__Listed records__:
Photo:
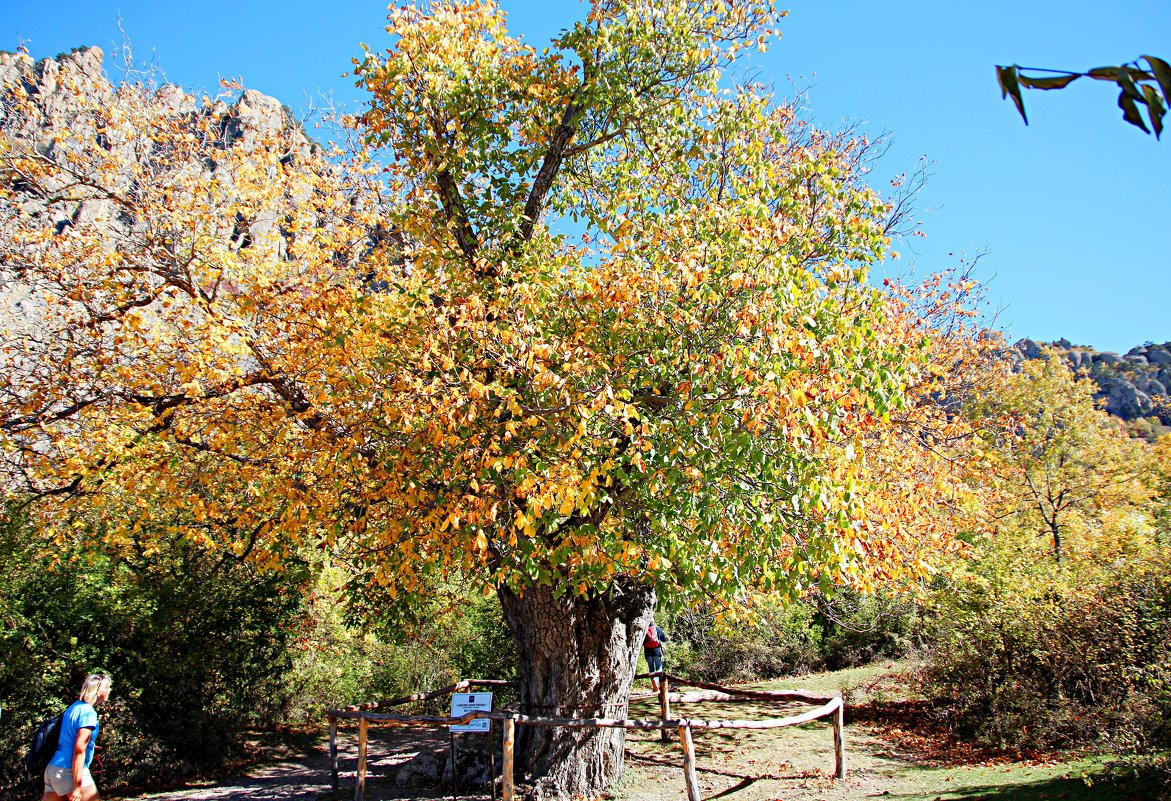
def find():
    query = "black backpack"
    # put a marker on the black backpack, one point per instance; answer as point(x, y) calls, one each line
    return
point(42, 747)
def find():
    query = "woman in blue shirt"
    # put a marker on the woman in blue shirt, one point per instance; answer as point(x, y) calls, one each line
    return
point(68, 776)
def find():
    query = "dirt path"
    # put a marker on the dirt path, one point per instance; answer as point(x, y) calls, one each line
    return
point(793, 764)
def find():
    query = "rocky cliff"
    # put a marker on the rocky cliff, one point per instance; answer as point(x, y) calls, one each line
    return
point(1131, 387)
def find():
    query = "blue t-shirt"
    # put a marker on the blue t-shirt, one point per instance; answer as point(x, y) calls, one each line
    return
point(77, 717)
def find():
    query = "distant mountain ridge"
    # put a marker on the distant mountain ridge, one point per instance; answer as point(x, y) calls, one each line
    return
point(1131, 387)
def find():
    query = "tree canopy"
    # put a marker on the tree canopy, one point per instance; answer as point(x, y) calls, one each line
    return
point(589, 322)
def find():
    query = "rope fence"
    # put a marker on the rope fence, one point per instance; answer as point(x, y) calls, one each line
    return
point(827, 706)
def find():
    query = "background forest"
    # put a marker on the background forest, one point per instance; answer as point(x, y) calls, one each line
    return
point(363, 420)
point(1019, 649)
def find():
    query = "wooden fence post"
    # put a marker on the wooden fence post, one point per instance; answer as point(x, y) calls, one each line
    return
point(360, 787)
point(840, 741)
point(689, 762)
point(506, 771)
point(664, 707)
point(333, 752)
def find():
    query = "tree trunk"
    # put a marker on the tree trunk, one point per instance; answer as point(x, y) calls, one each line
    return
point(577, 659)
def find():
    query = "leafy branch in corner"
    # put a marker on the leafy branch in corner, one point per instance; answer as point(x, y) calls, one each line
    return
point(1136, 86)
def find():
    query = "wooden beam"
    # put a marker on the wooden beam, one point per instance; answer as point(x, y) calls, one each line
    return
point(689, 761)
point(509, 747)
point(664, 707)
point(333, 752)
point(840, 741)
point(360, 787)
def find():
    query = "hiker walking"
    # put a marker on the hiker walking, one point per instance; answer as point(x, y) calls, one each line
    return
point(652, 647)
point(68, 776)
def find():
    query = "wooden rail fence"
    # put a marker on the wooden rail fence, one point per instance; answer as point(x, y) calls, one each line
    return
point(367, 713)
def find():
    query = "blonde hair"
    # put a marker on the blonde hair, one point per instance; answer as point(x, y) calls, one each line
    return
point(91, 687)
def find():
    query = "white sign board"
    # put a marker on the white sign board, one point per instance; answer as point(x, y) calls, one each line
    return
point(461, 703)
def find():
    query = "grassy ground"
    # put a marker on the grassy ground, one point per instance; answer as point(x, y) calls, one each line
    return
point(889, 755)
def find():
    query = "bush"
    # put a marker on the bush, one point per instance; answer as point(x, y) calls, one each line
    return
point(1033, 655)
point(196, 642)
point(817, 632)
point(339, 662)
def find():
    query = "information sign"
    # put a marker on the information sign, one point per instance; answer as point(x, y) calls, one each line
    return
point(461, 703)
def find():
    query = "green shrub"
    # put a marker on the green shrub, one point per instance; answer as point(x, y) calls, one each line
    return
point(1031, 654)
point(341, 661)
point(196, 643)
point(846, 630)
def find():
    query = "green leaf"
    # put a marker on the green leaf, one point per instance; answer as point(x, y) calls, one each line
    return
point(1009, 84)
point(1155, 108)
point(1162, 72)
point(1130, 111)
point(1056, 82)
point(1123, 76)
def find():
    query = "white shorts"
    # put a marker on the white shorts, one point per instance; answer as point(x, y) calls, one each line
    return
point(60, 780)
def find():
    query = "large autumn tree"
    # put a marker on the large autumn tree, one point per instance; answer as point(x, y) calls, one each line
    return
point(225, 334)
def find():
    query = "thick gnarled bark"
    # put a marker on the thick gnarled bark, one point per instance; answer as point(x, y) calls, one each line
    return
point(577, 658)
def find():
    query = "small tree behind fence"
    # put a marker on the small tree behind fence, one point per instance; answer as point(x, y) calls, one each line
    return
point(826, 706)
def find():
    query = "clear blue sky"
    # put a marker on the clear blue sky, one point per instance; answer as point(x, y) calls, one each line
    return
point(1073, 212)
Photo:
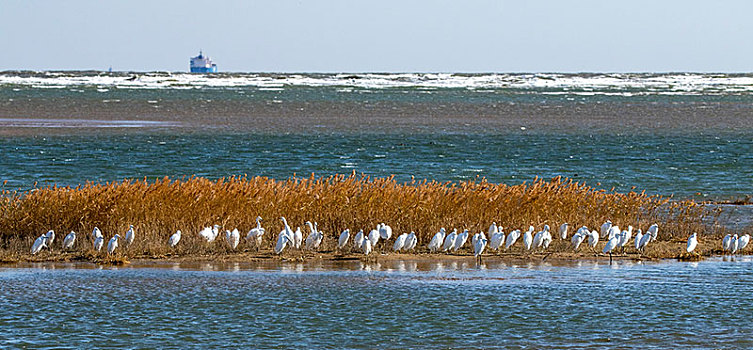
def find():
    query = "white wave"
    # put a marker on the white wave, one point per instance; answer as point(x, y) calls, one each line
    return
point(625, 84)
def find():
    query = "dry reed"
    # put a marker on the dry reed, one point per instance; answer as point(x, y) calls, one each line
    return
point(159, 208)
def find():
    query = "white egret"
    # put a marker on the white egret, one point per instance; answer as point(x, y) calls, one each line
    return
point(282, 241)
point(645, 239)
point(493, 229)
point(437, 240)
point(358, 239)
point(625, 236)
point(410, 242)
point(385, 231)
point(726, 242)
point(256, 234)
point(366, 246)
point(374, 236)
point(112, 244)
point(69, 240)
point(577, 239)
point(208, 233)
point(298, 238)
point(614, 231)
point(232, 238)
point(399, 242)
point(460, 240)
point(692, 242)
point(547, 239)
point(528, 238)
point(39, 243)
point(319, 236)
point(99, 242)
point(593, 239)
point(174, 239)
point(449, 241)
point(538, 239)
point(343, 240)
point(130, 235)
point(312, 237)
point(743, 241)
point(496, 240)
point(653, 230)
point(512, 238)
point(478, 248)
point(611, 244)
point(50, 238)
point(96, 233)
point(638, 237)
point(605, 228)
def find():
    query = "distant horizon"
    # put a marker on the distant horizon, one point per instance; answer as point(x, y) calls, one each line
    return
point(338, 36)
point(379, 72)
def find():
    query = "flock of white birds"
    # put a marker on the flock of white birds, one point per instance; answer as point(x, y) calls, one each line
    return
point(442, 241)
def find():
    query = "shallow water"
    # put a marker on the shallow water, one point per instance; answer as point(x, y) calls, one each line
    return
point(394, 304)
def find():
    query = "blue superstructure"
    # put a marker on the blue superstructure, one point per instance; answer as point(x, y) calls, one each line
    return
point(202, 64)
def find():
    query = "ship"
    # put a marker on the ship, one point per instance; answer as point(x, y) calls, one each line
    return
point(202, 64)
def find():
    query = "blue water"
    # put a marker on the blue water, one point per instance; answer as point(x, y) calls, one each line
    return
point(688, 135)
point(394, 304)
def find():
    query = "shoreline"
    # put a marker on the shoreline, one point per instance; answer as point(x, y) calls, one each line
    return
point(662, 250)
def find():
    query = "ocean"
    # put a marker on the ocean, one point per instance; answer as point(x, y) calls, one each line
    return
point(685, 135)
point(392, 304)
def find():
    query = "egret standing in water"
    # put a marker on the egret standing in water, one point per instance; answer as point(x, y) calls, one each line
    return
point(611, 244)
point(528, 238)
point(726, 243)
point(358, 240)
point(366, 247)
point(577, 239)
point(112, 244)
point(743, 241)
point(232, 238)
point(209, 234)
point(343, 240)
point(385, 231)
point(733, 244)
point(69, 240)
point(410, 242)
point(496, 239)
point(282, 241)
point(256, 234)
point(512, 238)
point(692, 242)
point(374, 236)
point(593, 239)
point(174, 239)
point(99, 242)
point(50, 238)
point(130, 236)
point(437, 240)
point(39, 243)
point(449, 241)
point(605, 228)
point(478, 248)
point(399, 242)
point(460, 240)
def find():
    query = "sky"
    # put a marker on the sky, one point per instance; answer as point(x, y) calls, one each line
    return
point(379, 35)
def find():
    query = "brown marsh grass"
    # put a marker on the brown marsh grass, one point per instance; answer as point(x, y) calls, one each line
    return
point(158, 208)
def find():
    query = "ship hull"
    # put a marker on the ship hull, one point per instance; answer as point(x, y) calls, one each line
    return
point(204, 70)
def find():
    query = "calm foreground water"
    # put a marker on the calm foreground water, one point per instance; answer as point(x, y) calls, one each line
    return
point(395, 304)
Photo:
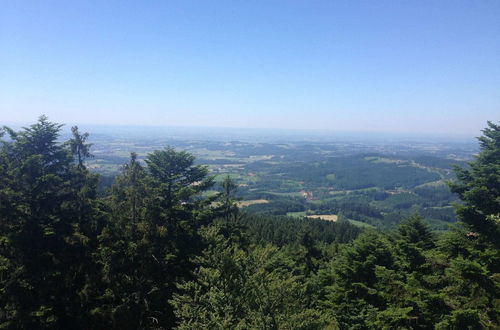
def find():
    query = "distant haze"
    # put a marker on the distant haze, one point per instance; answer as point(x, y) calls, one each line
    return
point(421, 68)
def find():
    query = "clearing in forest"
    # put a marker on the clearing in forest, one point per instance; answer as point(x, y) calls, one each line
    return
point(327, 217)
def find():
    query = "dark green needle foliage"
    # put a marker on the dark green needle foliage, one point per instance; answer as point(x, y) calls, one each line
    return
point(154, 252)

__Problem__:
Copy each line of the listing above that contains the word "reed".

__Result of the task__:
    query = "dry reed"
    # put a marker on the dry reed, one point per instance; answer as point(x, y) calls, one each line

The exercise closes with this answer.